### [Trecho do texto]
┄┄┄┄┄┄┄┄┄┄┄┄┄┄┄┄┄┄┄┄

As discussões para um acordo global visando combater futuras pandemias estão ganhando ritmo, no entanto, alguns participantes estão preocupados com a abordagem tímida em relação às desigualdades no acesso a medicamentos, uma realidade escancarada pela COVID-19. A pandemia revelou deficiências no sistema de saúde global, levando os 194 países-membros da Organização Mundial da Saúde (OMS) a negociar um documento legalmente vinculativo para enfrentar ou até mesmo prevenir futuras catástrofes.
O processo, ainda em seus estágios iniciais, busca alcançar um acordo final até maio de 2024. Contudo, críticos alertam que as alterações no documento base das negociações estão diminuindo seu escopo, principalmente no que se refere ao acesso a vacinas e outros produtos médicos. A desigualdade entre países desenvolvidos e em desenvolvimento custou inúmeras vidas durante a pandemia, devido à falta de acesso a vacinas e oxigênio medicinal.
Suerie Moon, codiretora do Global Health Center do Instituto Universitário de Genebra, afirmou à AFP que considera a situação um 'verdadeiro retrocesso'. Ela acrescentou que, caso os países mais pobres não vejam garantias sólidas de maior proteção na próxima pandemia, há risco real de que abandonem as discussões.

┄┄┄┄┄┄┄┄┄┄┄┄┄┄┄┄┄┄┄┄

### [Informações mostradas]
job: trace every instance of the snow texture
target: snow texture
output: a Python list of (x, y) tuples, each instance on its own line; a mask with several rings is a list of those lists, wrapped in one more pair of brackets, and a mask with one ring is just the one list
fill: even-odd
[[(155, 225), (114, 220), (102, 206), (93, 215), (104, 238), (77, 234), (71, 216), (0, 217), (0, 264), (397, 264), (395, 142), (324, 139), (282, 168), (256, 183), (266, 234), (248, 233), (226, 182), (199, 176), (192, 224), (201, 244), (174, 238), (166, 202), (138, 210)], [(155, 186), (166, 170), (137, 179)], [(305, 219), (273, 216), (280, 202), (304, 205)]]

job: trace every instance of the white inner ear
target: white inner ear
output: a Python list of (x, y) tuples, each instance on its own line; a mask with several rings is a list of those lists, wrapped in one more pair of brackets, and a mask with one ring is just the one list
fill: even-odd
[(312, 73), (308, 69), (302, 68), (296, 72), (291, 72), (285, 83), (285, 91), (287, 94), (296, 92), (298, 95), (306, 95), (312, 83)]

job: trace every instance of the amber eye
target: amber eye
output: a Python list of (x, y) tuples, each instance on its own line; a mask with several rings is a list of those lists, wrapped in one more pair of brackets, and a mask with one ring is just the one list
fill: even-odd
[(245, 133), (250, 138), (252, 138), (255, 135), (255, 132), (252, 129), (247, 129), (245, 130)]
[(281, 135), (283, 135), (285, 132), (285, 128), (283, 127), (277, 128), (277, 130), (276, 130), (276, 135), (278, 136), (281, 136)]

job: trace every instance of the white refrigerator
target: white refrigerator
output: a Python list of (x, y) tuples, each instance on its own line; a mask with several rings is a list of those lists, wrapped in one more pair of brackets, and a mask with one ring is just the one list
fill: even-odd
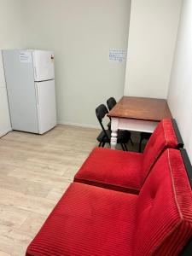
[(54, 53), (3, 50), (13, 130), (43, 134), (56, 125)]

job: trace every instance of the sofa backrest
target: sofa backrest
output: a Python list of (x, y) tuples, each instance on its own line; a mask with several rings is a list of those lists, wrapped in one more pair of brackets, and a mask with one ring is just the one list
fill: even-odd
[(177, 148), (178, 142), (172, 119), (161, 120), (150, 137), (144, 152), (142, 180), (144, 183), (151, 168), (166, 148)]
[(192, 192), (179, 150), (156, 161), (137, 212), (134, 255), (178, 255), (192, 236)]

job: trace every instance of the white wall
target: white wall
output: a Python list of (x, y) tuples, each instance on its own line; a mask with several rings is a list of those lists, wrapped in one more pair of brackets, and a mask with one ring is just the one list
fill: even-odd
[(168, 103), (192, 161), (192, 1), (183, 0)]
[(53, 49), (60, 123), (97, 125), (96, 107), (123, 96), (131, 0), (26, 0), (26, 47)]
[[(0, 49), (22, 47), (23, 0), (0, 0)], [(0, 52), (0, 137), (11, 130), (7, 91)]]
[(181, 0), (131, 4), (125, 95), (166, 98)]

┄┄┄┄┄┄┄┄┄┄┄┄┄┄┄┄┄┄┄┄

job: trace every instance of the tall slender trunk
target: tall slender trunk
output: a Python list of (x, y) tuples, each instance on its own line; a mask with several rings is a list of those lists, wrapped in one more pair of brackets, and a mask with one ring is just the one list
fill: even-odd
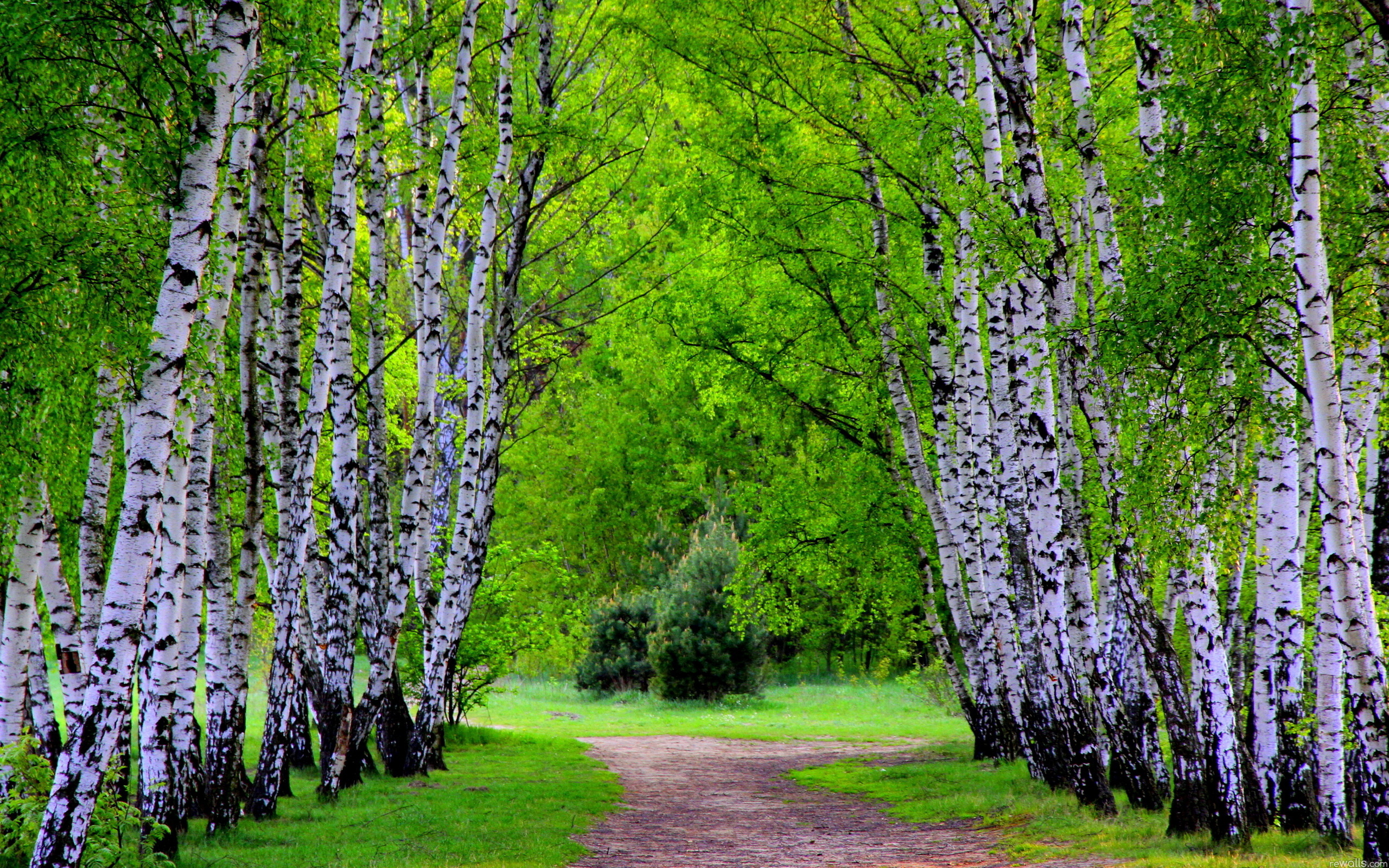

┄┄┄┄┄┄┄┄┄┄┄┄┄┄┄┄┄┄┄┄

### [O que fazer]
1. No texto sobre o acordo contra pandemias, quais instituições e organizações aparecem pelo nome? Liste todas.
2. Continue o texto sobre o acordo global contra pandemias a partir do ponto em que ele termina.

### [Respostas esperadas]
1.
- Organização Mundial da Saúde (OMS)
- Global Health Center
- Instituto Universitário de Genebra
- AFP

2.
O texto revisado, apresentado na semana passada pelo Órgão Intergovernamental de Negociação (INB), é uma síntese de várias propostas de países-membros e identifica áreas onde há consenso, além de propor opções para questões mais polêmicas. Alguns observadores afirmam que o projeto, que será analisado na próxima rodada de debates do INB em meados de junho, está 'mais limpo', porém mais frágil em pontos importantes.
Algumas ONGs criticam a remoção de uma menção que obrigaria empresas privadas recebendo fundos públicos para pesquisa e desenvolvimento a serem transparentes na definição de preços e transferir sua tecnologia para os países mais pobres. Em vez disso, a versão atual do projeto pede aos países que promovam a troca de conhecimento técnico e transparência, 'em conformidade com a legislação nacional'.
Luis Villarroel, da ONG Innovarte, afirmou que 'as medidas voluntárias são insuficientes' e que o texto é 'muito fraco'. Mohga Kamal-Yanni, da People's Vaccine Alliance, também considerou o texto 'fraco' em relação às garantias de acesso equitativo.
'A COVID-19 e, antes disso, o HIV, mostraram claramente que não podemos depender da boa vontade das empresas farmacêuticas para garantir um acesso equitativo', declarou a ativista em um comunicado.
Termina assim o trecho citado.